→ DOCUMENT SEGMENT:

○ ○ ○ ○ ○

Saturday, March 26, 2005

Taste test: New Concept

We tried to get to New Concept for dim sum several weeks ago, before the Chowhounds and the L.A. Times tried it. But circumstances intervened, and it didn't happen until this weekend. At noon Saturday, the wait turned out to be well over an hour, so I was about ready to pass out when we finally sat down. A waiter passing by with a plate of small fried fish asked if we wanted some, and I fell upon them voraciously in hopes of stabilizing my blood sugar enough to parse the menu. The fish could have been a bit hotter, but were nicely fried, exactly like an Italian fritto misto, with a sprinkling of fresh chiles.

○ ○ ○ ○ ○

→ ENTRIES SHOWN:
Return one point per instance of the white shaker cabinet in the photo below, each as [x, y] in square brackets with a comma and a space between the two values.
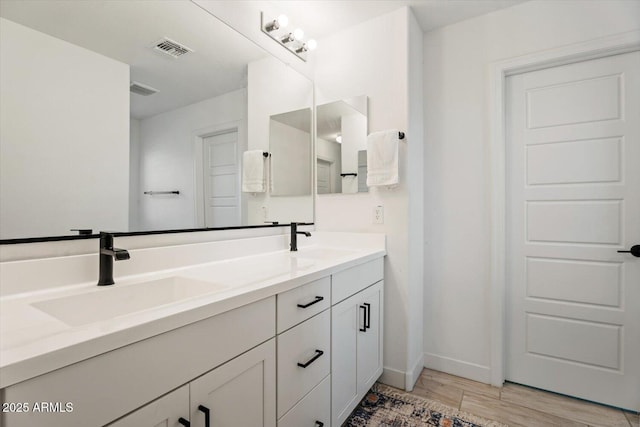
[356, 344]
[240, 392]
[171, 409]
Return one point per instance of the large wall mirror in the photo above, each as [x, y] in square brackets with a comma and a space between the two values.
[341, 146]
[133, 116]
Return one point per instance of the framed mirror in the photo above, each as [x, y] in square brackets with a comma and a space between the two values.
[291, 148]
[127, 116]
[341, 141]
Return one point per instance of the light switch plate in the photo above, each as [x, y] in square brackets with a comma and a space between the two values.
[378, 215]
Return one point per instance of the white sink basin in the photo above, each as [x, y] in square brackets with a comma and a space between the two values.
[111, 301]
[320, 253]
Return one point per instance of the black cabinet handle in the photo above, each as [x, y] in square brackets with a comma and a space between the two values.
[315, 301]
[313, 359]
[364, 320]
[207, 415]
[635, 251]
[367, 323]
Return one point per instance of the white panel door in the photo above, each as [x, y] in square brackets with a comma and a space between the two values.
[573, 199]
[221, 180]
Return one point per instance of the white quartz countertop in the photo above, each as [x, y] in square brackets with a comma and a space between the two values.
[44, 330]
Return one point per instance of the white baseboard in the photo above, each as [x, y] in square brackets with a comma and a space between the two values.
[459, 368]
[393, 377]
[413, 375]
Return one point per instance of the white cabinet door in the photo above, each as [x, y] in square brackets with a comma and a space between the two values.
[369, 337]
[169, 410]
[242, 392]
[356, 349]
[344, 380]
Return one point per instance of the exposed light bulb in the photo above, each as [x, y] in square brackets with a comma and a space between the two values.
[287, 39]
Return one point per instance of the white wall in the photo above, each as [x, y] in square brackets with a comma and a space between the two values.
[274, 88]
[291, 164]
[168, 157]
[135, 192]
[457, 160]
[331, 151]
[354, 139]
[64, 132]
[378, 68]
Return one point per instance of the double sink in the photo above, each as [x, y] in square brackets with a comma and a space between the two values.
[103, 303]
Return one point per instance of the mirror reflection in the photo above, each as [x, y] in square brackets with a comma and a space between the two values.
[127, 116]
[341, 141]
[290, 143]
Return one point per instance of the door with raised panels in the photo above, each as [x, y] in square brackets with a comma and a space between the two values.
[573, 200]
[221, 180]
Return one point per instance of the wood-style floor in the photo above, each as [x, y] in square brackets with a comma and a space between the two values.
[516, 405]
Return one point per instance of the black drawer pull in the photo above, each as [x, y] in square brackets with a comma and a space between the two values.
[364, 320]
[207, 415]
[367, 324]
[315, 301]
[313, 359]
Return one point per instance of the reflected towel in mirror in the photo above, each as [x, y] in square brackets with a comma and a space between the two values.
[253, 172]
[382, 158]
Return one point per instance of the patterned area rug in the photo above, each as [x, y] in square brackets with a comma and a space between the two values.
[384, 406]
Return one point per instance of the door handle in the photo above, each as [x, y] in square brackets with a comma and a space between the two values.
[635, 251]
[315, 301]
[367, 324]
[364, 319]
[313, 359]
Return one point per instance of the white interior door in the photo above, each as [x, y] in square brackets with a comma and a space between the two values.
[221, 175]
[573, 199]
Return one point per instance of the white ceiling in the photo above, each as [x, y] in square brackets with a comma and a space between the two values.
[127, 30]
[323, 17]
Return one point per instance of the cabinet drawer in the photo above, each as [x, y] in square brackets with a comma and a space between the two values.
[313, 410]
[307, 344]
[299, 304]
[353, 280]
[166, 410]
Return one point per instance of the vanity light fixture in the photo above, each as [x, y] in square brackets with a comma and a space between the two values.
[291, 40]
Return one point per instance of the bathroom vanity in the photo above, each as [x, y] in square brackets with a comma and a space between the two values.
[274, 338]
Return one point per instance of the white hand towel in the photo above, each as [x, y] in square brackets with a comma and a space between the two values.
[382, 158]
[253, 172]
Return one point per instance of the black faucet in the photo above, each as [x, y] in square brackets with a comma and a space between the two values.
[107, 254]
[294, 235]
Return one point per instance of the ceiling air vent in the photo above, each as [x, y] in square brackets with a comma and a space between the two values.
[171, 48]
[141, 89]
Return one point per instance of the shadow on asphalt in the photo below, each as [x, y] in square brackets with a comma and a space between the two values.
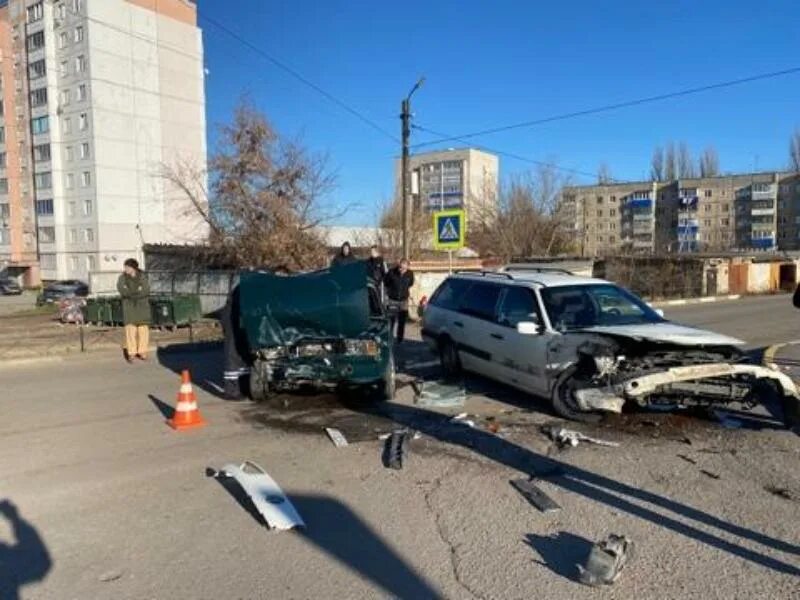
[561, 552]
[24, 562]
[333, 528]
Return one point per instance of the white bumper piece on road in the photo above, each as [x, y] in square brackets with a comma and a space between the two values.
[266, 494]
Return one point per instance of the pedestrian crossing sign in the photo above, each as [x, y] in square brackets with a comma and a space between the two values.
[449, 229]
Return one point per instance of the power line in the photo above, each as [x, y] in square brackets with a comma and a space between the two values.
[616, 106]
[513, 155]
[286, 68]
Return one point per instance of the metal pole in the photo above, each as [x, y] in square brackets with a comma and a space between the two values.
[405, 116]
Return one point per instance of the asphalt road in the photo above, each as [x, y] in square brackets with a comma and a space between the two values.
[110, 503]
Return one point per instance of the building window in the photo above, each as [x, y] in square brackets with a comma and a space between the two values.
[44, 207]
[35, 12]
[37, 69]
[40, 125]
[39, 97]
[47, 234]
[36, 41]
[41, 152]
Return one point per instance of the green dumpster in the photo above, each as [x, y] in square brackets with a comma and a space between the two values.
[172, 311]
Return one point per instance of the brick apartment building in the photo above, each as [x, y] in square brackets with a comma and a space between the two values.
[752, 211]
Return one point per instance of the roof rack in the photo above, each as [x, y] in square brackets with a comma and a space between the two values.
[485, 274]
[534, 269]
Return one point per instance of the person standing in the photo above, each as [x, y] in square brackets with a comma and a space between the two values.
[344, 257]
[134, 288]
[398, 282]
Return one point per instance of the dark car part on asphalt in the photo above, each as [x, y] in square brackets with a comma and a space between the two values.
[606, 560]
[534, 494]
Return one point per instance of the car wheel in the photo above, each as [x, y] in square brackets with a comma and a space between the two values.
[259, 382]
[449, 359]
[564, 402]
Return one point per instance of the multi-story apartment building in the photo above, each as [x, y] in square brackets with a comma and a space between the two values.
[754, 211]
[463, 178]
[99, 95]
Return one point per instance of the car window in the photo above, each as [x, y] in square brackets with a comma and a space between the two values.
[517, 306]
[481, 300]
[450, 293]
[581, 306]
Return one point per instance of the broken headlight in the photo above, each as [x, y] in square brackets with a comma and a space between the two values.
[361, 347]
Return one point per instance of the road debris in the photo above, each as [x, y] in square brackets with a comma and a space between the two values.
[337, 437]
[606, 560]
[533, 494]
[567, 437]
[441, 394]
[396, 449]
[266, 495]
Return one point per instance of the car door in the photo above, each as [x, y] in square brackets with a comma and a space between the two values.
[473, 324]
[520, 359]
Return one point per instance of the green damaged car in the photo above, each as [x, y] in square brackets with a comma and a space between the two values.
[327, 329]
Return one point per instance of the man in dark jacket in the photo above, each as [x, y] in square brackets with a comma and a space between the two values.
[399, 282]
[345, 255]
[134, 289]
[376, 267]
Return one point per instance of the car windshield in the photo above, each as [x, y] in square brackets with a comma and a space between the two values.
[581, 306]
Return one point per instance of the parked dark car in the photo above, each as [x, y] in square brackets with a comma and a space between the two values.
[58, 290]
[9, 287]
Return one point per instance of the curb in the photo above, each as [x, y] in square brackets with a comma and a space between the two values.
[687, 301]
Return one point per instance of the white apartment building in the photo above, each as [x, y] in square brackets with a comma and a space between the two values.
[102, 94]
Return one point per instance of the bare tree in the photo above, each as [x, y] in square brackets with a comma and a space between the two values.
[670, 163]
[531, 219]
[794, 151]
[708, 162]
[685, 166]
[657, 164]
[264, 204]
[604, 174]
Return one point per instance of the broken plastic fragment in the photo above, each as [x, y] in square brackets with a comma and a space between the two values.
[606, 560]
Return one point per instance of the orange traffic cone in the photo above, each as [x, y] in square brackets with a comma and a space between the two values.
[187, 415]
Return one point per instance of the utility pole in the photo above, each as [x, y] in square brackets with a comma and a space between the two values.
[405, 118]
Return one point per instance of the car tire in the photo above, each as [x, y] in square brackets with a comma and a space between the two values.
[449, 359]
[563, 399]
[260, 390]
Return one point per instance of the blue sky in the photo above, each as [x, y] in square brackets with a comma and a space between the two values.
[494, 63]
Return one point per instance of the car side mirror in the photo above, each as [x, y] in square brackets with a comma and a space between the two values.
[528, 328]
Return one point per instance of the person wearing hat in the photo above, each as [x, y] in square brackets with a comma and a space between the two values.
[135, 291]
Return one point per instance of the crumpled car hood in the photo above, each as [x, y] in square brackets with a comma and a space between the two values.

○ ○ ○ ○ ○

→ STATED EXERCISE:
Continue the post about dim sum at New Concept from where it stops.

→ ANSWER TO THIS PROBLEM:
Among the dishes we sampled were abalone mushroom dumplings -- earthy and pleasantly chewy, but we pressed the vinegar from the Shanghai dumplings into service as a dipping sauce. The Shanghai dumplings -- the ones with the soup inside -- were very gingery. Pan fried turnip cake with spicy x.o. sauce didn't excite me too much; we were happier with shark's fin dumpling, in which a beautifully green rice dough wrapper enclosed a filling of shrimp topped with a small piece of shark's fin and some red roe.

The hollow vegetable with fermented bean curd sauce was Chinese spinach with a really flavorful sauce which tasted like a combination of tahini, mayonaise and chilis, definitely a hit. The traditional bbq pork bao were light and fresh. One of my favorites was the panfried scallops and taro cake, which was a flat, square cake of peanuts and scallops held together with taro root and fried until crispy. Very nice flavor, but again, even better with a dab of the fermented bean paste sauce. For dessert, the green tea flavored dumplings didn't taste that much of green tea, but the black sesame paste filling kind of grew on me; and the egg custard tarts were flaky and eggy in the best possible way.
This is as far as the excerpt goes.